If giving away what your API is capable of is a security risk, you have failed some very basic security requirements imo.

It’s like saying your house is more secure if people don’t know whether or not you have a back door.

Having a lock on both your front and back door is what makes you safe.
Any GQL design that is not enforcing a kind of authorization as a parameter on every call going from a resolver to your business layer (for non-public functionality) has most likely been designed wrong.

And GQL certainly solves a bucket load more than ‘frontend convenience’
Off the top of my head:

  • Documentation that lives INSIDE your api (Swagger that doesnt suck and is harder to diverge)
  • Very easy tool to design api contracts and shape of data before you implement anything in your business layer
  • Allows you to think in data more than business actions. That is an insanely flexible feature. It is a lot easier to nail your data shape than it is to up front nail your business exposure. This increases the possibility space for innovation while still adhering to a strict data shape so you don’t get a cancerous beast of an API that falls under its own weight.
  • Composability is a lot easier in GQL as the query and mutation submission through a document is a lot easier on the developer than composing REST apis. Even the more modern APIs that supply _self and other links you can navigate by.

■ DATASET EXCERPTS
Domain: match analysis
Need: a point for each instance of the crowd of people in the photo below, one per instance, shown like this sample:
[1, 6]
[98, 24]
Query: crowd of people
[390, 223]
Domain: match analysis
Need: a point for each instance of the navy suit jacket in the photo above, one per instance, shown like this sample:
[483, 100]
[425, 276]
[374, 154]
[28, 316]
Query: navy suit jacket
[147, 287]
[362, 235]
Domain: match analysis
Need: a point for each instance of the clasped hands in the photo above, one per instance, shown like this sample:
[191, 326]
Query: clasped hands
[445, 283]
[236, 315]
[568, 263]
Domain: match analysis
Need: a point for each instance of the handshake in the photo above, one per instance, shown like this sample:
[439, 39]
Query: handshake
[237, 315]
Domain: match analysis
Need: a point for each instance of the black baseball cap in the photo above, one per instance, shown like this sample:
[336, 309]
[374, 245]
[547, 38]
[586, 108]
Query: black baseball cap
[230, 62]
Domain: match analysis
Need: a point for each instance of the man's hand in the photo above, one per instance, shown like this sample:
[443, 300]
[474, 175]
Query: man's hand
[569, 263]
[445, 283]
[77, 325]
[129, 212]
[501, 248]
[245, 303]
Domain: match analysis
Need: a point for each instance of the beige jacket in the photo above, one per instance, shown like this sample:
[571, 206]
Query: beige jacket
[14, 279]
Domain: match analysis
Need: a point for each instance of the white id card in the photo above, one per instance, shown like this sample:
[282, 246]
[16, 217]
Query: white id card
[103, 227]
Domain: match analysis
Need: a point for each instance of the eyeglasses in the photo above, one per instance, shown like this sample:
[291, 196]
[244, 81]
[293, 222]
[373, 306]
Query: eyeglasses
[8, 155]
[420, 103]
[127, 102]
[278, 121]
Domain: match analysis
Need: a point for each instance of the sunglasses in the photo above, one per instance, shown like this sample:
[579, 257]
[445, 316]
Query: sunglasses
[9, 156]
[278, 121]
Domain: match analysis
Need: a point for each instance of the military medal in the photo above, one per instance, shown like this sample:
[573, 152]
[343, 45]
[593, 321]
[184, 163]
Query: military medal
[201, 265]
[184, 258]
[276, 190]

■ YOUR INSTRUCTIONS
Please answer from the GraphQL comment above: in its house comparison, what does it say makes you safe?

■ YOUR RESPONSE
Having a lock on both your front and back door.